_VORGEGEBENER TEXT_:
****************

Dass der Ansatz von SIP sich hervorragend für Voice over IP eignete, wurde während dieser Entwicklung erkannt, weswegen die Entwicklung von SIP im Gegensatz zu vielen anderen Entwicklungen regelrecht stürmische Züge hatte. Viele erfolgreiche Implementierungen wurden vorgestellt und vermarktet, obwohl einige SIP-Entwicklungen noch inmitten Standardisierungsverfahren steckten. Das große Chaos blieb jedoch, sicherlich auch aufgrund des modularen und techniktoleranteren Ansatzes, aus.

Ebenso wie H.323 arbeitet SIP ebenfalls als Container für multimediale Inhalte. Um SIP auch bei höherem Aufkommen und auch auf kleineren Systemen lauffähig zu halten, ist es einfacher strukturiert und besitzt einen ähnlichen Protokollaufbau wie HTTP (siehe hierzu auch Hypertext Transfer Protocol - HTTP). Teilbereiche von Aufgaben werden von getrennten Protokollen übernommen:

  • Session Description Protocol - SDP ("Sitzungsbeschreibungsprotokoll")

****************

_DEINE AUFGABE_: Entnimm dem Text über SIP den Abschnitt von „Dass der Ansatz“ bis einschließlich „techniktoleranteren Ansatzes, aus.“ und gib ihn wortgetreu wieder.

_Einträge zur Beschriftung von Bildpositionen_:

****************

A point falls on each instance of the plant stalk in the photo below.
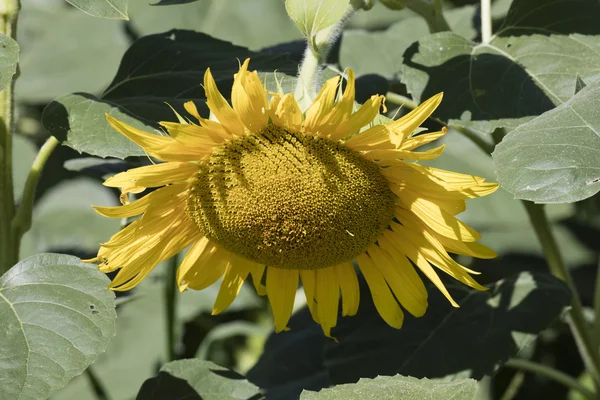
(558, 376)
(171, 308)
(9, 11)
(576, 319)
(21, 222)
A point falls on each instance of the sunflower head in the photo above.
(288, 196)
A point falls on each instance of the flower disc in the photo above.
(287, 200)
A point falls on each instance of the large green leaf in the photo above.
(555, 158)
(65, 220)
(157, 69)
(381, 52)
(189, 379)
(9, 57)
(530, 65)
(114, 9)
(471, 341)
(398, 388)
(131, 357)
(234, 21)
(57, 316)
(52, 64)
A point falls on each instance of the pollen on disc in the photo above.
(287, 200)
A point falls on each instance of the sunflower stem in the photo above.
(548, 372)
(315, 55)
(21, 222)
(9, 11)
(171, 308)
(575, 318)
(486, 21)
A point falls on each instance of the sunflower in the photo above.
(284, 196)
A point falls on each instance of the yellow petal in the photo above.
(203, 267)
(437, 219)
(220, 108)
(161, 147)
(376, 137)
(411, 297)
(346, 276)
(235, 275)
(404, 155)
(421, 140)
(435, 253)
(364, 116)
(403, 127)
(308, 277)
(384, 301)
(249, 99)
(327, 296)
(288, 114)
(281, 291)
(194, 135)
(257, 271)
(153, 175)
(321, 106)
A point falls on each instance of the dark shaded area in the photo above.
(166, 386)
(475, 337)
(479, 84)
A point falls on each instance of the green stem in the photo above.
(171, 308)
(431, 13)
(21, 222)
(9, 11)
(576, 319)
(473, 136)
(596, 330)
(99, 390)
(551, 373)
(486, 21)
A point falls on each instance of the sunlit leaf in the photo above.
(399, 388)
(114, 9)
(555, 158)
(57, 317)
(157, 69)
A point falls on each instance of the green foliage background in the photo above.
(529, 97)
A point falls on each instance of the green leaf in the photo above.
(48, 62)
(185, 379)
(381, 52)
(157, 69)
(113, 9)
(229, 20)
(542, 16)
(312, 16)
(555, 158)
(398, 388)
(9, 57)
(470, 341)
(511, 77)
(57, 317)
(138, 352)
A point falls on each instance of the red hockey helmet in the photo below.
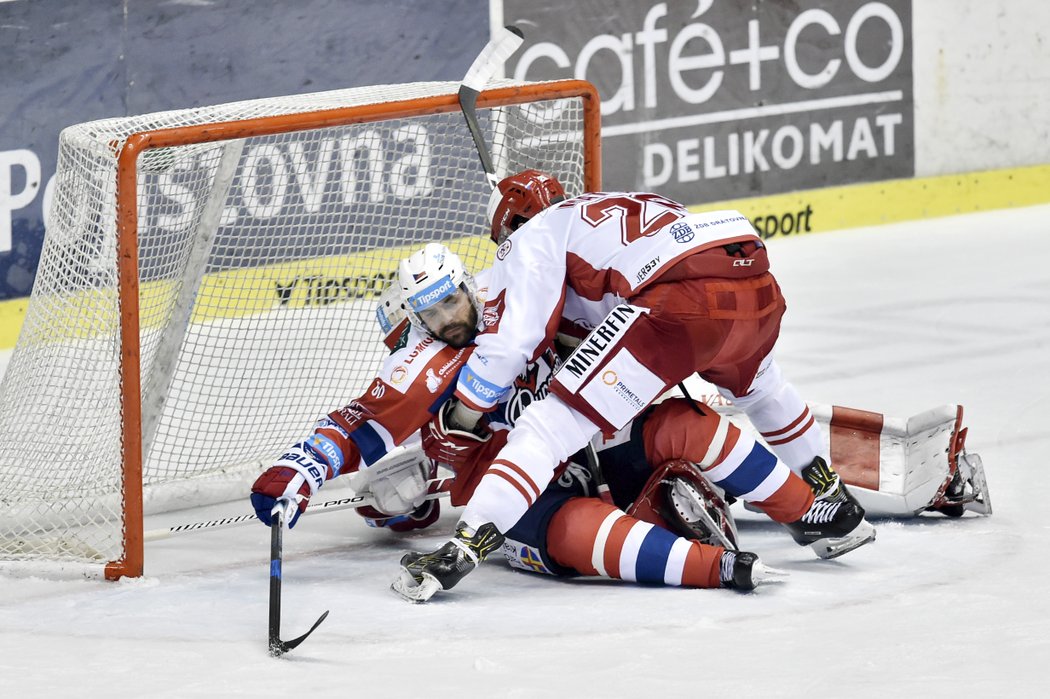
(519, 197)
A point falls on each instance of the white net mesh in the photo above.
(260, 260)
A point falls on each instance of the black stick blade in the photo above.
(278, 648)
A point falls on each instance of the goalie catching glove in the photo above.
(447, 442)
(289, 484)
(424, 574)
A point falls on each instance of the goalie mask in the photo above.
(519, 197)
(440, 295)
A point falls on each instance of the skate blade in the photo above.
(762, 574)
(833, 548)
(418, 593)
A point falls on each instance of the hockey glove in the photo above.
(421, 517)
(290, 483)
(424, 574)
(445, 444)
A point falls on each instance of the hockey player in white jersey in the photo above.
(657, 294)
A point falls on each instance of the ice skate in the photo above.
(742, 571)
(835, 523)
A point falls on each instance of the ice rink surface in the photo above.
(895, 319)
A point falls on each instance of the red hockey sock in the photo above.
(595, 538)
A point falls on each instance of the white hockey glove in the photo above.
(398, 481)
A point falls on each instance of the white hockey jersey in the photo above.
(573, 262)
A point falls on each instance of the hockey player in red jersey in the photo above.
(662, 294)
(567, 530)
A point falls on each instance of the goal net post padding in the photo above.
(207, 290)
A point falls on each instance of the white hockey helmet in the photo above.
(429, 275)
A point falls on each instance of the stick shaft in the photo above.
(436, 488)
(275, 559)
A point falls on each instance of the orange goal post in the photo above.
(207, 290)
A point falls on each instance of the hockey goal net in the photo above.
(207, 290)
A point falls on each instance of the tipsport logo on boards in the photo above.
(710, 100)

****************

_LÖSUNG DER AUFGABE_:
Dass der Ansatz von SIP sich hervorragend für Voice over IP eignete, wurde während dieser Entwicklung erkannt, weswegen die Entwicklung von SIP im Gegensatz zu vielen anderen Entwicklungen regelrecht stürmische Züge hatte. Viele erfolgreiche Implementierungen wurden vorgestellt und vermarktet, obwohl einige SIP-Entwicklungen noch inmitten Standardisierungsverfahren steckten. Das große Chaos blieb jedoch, sicherlich auch aufgrund des modularen und techniktoleranteren Ansatzes, aus.